§ TASK DATA
************

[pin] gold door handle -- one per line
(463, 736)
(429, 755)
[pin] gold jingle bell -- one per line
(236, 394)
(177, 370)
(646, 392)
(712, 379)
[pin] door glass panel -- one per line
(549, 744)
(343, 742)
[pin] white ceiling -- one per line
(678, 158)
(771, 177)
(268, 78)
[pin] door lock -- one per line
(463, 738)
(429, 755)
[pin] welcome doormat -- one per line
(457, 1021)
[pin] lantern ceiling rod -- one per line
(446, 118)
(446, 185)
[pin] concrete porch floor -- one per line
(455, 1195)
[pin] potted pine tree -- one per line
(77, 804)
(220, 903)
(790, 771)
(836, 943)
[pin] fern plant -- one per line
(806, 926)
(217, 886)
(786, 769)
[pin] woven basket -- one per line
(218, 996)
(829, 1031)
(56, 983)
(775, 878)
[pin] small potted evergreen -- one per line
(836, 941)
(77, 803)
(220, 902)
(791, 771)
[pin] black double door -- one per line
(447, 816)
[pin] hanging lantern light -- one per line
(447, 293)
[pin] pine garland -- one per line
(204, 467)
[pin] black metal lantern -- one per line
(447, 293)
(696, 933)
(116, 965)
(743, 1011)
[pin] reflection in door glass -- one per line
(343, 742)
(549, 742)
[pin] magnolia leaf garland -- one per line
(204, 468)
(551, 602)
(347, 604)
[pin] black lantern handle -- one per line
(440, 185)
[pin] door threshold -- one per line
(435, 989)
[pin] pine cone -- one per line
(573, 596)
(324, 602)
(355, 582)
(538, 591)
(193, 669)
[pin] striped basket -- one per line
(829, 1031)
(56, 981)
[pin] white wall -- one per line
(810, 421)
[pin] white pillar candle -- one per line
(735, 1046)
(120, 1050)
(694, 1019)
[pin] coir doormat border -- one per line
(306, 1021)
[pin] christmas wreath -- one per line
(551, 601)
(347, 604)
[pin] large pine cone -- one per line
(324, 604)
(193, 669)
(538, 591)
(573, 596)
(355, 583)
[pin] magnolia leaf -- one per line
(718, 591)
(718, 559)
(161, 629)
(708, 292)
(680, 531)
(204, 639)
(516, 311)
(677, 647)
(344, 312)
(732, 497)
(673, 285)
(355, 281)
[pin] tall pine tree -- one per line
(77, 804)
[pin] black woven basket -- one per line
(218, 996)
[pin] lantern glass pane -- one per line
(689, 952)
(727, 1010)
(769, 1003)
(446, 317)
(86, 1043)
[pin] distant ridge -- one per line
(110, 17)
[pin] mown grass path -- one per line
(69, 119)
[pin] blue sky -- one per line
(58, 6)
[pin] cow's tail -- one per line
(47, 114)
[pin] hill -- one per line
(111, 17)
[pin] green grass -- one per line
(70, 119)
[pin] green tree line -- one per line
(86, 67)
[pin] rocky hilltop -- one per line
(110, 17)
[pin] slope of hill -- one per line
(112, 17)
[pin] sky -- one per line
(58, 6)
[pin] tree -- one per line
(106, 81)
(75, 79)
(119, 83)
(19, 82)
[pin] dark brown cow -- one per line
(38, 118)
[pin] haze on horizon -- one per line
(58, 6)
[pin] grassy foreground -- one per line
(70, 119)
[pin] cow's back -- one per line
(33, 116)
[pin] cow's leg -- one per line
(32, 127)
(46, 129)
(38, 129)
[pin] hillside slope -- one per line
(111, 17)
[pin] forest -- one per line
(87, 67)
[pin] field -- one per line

************

§ CHALLENGE
Copy out again everything from the line containing "[pin] door lock -- one per line" down to the line containing "(694, 1019)", including both of those lines.

§ RESULT BELOW
[pin] door lock -- one per line
(463, 738)
(429, 755)
[pin] welcome doormat -- one per line
(457, 1021)
[pin] lantern ceiling rod -- one per line
(446, 118)
(446, 185)
[pin] concrete porch floor -- one per line
(455, 1195)
[pin] potted pine tree -- one per line
(77, 804)
(220, 903)
(790, 771)
(836, 943)
[pin] fern plant -- one per line
(806, 926)
(217, 886)
(786, 769)
[pin] woven basket -- one per line
(218, 996)
(829, 1031)
(56, 983)
(775, 878)
[pin] small potted evergreen -- one per line
(836, 941)
(77, 803)
(220, 902)
(791, 771)
[pin] black double door -- one per line
(447, 816)
[pin] hanging lantern light -- one per line
(447, 293)
[pin] pine garland -- one per line
(204, 467)
[pin] black metal lantern -- one per line
(447, 293)
(696, 933)
(116, 965)
(743, 1011)
[pin] reflection in door glass -- one per line
(343, 742)
(549, 742)
[pin] magnolia leaf garland -- one per line
(204, 468)
(551, 602)
(347, 604)
[pin] black lantern handle -- one per line
(440, 185)
[pin] door threshold -- one per line
(435, 989)
[pin] pine cone -- one per line
(573, 596)
(324, 602)
(355, 582)
(538, 591)
(193, 669)
[pin] striped basket -- one per line
(829, 1031)
(56, 981)
[pin] white wall -- one per line
(810, 421)
[pin] white pillar candle -- one per line
(735, 1046)
(120, 1050)
(694, 1019)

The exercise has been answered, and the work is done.